About this task: Return every record exactly. Omit nothing.

Given data Block Start

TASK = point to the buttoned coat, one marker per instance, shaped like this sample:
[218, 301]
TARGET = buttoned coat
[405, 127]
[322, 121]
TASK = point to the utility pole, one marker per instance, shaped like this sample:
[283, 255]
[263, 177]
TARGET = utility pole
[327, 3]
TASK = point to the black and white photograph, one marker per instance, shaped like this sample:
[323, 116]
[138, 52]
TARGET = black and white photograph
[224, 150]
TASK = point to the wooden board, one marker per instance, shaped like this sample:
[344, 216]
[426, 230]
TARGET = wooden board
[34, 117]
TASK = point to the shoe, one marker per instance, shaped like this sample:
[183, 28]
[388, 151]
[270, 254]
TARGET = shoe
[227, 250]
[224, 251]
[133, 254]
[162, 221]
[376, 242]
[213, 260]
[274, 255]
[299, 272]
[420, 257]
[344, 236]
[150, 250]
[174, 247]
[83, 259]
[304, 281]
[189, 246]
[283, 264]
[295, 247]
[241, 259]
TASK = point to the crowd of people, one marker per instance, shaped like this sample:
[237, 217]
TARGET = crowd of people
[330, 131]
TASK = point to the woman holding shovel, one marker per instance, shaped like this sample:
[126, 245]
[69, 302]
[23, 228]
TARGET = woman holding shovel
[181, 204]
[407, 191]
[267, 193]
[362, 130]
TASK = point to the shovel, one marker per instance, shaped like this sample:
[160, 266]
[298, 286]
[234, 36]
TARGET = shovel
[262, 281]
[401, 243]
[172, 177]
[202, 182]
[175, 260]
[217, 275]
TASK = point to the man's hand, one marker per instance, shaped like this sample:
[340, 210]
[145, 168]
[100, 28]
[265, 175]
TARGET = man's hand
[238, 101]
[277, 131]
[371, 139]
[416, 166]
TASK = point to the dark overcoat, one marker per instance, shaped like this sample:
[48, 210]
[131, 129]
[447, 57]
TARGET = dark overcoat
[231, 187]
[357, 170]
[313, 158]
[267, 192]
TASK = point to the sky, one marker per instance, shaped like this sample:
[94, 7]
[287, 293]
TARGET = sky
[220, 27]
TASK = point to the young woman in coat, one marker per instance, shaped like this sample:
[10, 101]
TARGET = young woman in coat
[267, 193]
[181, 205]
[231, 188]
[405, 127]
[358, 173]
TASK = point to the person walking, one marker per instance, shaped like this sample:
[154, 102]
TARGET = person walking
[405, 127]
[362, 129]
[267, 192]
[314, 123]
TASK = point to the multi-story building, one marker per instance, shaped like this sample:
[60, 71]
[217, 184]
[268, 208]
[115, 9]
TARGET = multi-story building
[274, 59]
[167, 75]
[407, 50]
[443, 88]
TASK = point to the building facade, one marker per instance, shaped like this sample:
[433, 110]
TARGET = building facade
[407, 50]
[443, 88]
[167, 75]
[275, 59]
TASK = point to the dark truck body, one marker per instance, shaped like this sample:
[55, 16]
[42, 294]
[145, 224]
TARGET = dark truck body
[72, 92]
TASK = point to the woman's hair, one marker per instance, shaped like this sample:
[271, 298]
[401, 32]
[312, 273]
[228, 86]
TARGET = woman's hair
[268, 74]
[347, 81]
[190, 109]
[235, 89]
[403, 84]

Given data Block End

Solution for this problem:
TASK = point to the buttoned coat, one marker per instance, shaped like this sample:
[218, 301]
TARGET = buttoned coat
[405, 127]
[322, 121]
TASK = point to the utility pole, one marker per instance, shaped like this sample:
[283, 255]
[263, 177]
TARGET = utility pole
[327, 3]
TASK = point to the black and white photograph, one marker per instance, shaped like this sample:
[323, 116]
[138, 52]
TARGET = black and white photograph
[224, 150]
TASK = point to the wooden board, one marker per instance, shaped like this sample:
[344, 216]
[426, 230]
TARGET = wooden board
[34, 117]
TASK = point to the shoe, one marker per instance, shaped like this sample:
[183, 28]
[388, 151]
[270, 254]
TARGET = shoe
[227, 250]
[224, 251]
[133, 254]
[162, 221]
[376, 242]
[213, 260]
[274, 255]
[299, 272]
[420, 257]
[344, 236]
[150, 250]
[174, 247]
[83, 259]
[304, 281]
[189, 246]
[283, 264]
[295, 247]
[241, 259]
TASK = point to the crowd of people, one marker per instance, shaped like this sample:
[237, 217]
TARGET = crowd of people
[330, 131]
TASK = point to the woman holding shovel, one marker per instance, shaped like this sample:
[126, 245]
[69, 302]
[23, 228]
TARGET = woman holding shovel
[181, 204]
[407, 191]
[267, 193]
[362, 130]
TASK = point to the shovel, one marker per instance, shaped like this sample:
[160, 266]
[298, 286]
[234, 36]
TARGET = shovel
[262, 281]
[401, 243]
[172, 177]
[202, 182]
[175, 260]
[217, 275]
TASK = point to the man's hand, one marker per instance, shaped like this sample:
[340, 210]
[145, 168]
[100, 28]
[265, 175]
TARGET = man's hand
[238, 101]
[277, 131]
[371, 139]
[416, 166]
TASK = point to the dark overcoat, one marker per instance, shaped like this sample:
[48, 210]
[131, 129]
[447, 57]
TARGET = dark overcoat
[231, 187]
[357, 170]
[313, 158]
[267, 192]
TASK = point to the sky, one marker per instance, shaped like this sample:
[94, 7]
[287, 293]
TARGET = sky
[220, 27]
TASK = point to the young woman in coat, one marker per instance, shaped like this sample:
[10, 101]
TARGET = young woman in coat
[267, 193]
[181, 205]
[231, 188]
[405, 127]
[358, 173]
TASK = point to the person walking, one marker per instance, shaped like this sample:
[154, 102]
TARGET = person walking
[405, 127]
[362, 129]
[267, 192]
[314, 123]
TASK = point to the multi-story building, one marker per instance, shaped like this sample:
[60, 71]
[217, 184]
[268, 208]
[115, 9]
TARGET = multi-story building
[274, 59]
[167, 75]
[407, 50]
[443, 88]
TASK = point to the building facade, one marker per instance, shaped like this sample:
[433, 110]
TARGET = building facade
[407, 50]
[443, 88]
[167, 75]
[275, 59]
TASK = point to the dark truck body, one marker per instance, shaped like this sample:
[55, 16]
[42, 294]
[145, 224]
TARGET = dark truck body
[72, 92]
TASK = point to the woman's hair, one marker per instance, shaped like this sample:
[271, 298]
[401, 32]
[312, 273]
[228, 86]
TARGET = woman's hair
[268, 74]
[347, 81]
[190, 109]
[235, 89]
[403, 84]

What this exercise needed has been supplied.